What you have to do:
Lay out the material from the line containing "Mark one point on each instance of the desktop" through the line containing "[(340, 345), (342, 362)]" as a Markdown table, skipping blank lines. Use a column named Number for the row number and a column named Entry for the line.

-*-*-

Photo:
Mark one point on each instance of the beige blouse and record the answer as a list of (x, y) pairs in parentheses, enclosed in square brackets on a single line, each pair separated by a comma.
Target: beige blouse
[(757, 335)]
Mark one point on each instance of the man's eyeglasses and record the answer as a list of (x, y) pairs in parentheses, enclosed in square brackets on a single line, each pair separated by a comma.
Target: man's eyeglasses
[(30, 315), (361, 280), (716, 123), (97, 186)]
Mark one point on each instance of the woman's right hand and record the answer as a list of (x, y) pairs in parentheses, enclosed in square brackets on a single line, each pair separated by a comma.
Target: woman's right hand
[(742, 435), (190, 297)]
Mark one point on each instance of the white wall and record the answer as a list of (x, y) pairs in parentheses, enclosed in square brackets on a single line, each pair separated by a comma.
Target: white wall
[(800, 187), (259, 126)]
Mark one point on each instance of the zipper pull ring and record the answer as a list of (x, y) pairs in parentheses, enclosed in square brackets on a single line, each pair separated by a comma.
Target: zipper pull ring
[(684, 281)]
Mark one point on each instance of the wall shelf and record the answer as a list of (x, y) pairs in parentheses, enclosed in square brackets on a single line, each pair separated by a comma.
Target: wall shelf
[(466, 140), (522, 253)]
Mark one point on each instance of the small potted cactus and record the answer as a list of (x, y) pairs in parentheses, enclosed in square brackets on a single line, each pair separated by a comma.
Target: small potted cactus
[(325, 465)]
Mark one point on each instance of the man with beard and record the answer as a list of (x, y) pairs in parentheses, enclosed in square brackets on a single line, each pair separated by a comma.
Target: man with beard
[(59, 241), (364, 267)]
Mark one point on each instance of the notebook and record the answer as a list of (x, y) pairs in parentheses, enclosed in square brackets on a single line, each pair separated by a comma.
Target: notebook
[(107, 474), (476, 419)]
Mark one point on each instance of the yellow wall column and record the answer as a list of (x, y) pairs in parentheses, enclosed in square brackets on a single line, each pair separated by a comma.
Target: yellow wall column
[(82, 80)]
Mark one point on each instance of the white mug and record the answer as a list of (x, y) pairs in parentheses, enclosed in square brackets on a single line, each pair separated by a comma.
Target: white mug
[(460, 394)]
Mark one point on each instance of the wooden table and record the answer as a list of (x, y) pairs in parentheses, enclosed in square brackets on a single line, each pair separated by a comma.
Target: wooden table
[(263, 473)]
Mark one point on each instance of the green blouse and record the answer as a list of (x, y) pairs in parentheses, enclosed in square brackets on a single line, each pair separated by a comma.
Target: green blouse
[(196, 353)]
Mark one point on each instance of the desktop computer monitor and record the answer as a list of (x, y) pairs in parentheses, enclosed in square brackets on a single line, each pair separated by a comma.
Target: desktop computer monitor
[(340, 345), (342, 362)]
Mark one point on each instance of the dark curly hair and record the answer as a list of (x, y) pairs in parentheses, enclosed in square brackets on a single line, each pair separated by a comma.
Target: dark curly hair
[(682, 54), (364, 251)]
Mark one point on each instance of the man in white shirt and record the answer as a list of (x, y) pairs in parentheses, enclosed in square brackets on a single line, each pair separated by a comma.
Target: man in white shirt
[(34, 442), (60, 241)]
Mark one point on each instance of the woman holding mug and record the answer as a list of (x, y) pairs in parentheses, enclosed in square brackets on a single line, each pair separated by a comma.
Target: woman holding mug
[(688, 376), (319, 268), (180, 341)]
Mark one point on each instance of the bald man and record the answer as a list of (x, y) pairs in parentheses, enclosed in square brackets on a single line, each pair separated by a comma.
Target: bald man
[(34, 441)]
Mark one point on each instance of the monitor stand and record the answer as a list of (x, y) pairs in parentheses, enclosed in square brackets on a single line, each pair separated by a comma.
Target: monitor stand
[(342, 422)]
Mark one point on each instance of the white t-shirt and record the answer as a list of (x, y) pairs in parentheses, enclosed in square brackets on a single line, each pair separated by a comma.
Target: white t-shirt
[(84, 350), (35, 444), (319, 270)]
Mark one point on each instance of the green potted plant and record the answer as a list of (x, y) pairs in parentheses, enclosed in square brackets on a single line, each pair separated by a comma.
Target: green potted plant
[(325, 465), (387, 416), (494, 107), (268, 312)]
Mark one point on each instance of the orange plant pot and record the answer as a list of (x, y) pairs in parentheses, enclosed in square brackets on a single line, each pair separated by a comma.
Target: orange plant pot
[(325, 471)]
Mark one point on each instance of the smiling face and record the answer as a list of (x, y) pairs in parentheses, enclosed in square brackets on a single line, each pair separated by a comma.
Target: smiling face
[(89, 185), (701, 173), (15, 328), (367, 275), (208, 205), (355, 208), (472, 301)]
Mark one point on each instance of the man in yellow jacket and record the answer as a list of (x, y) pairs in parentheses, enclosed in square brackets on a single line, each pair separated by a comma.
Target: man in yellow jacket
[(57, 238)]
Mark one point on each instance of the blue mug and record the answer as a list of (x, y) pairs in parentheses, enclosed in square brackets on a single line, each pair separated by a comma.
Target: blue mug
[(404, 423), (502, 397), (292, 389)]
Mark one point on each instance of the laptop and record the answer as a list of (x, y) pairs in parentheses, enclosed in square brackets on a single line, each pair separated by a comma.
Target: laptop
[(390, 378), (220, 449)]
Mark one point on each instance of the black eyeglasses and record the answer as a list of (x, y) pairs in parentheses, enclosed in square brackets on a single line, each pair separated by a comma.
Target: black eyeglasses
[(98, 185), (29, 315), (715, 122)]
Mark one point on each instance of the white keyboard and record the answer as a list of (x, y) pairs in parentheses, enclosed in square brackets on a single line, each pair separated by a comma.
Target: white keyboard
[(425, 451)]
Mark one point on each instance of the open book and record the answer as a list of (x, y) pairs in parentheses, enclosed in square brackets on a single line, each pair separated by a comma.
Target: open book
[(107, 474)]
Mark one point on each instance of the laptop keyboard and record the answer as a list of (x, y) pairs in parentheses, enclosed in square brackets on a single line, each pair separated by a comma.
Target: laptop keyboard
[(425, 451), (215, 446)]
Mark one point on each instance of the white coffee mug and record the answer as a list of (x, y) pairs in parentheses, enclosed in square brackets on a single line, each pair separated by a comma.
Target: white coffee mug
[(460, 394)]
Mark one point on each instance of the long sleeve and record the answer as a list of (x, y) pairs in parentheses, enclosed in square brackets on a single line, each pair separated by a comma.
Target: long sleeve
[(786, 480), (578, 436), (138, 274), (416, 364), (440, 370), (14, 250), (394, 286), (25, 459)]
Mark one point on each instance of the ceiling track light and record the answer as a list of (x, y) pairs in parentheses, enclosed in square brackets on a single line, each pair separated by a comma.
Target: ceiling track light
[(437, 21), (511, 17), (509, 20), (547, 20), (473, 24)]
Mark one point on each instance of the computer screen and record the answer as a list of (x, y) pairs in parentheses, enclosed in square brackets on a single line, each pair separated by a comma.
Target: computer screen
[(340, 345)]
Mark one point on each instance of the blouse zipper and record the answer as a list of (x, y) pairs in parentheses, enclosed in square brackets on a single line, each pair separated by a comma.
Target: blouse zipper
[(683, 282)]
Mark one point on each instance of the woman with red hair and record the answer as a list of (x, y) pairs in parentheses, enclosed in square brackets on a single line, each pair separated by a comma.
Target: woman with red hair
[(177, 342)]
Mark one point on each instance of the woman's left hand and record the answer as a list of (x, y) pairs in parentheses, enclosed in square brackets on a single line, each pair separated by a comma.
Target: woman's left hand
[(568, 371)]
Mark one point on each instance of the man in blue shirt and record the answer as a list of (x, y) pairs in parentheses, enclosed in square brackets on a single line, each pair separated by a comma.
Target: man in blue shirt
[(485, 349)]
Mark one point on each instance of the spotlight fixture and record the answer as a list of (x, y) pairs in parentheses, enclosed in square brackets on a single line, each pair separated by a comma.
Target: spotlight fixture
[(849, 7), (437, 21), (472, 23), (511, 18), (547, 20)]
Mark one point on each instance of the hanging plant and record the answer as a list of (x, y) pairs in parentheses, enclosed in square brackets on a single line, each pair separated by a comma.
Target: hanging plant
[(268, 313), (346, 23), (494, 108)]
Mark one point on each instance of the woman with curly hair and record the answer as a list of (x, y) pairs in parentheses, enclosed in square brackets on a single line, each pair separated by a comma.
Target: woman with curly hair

-*-*-

Final result:
| Number | Entry |
|---|---|
| 1 | Mark one point on each instance of the desktop computer monitor and record the answer as a list of (x, y) pairs in parentheses, enclosed in square brackets on a single line, each pair separated by a comma. |
| 2 | Target: desktop computer monitor |
| 3 | [(340, 345), (342, 362)] |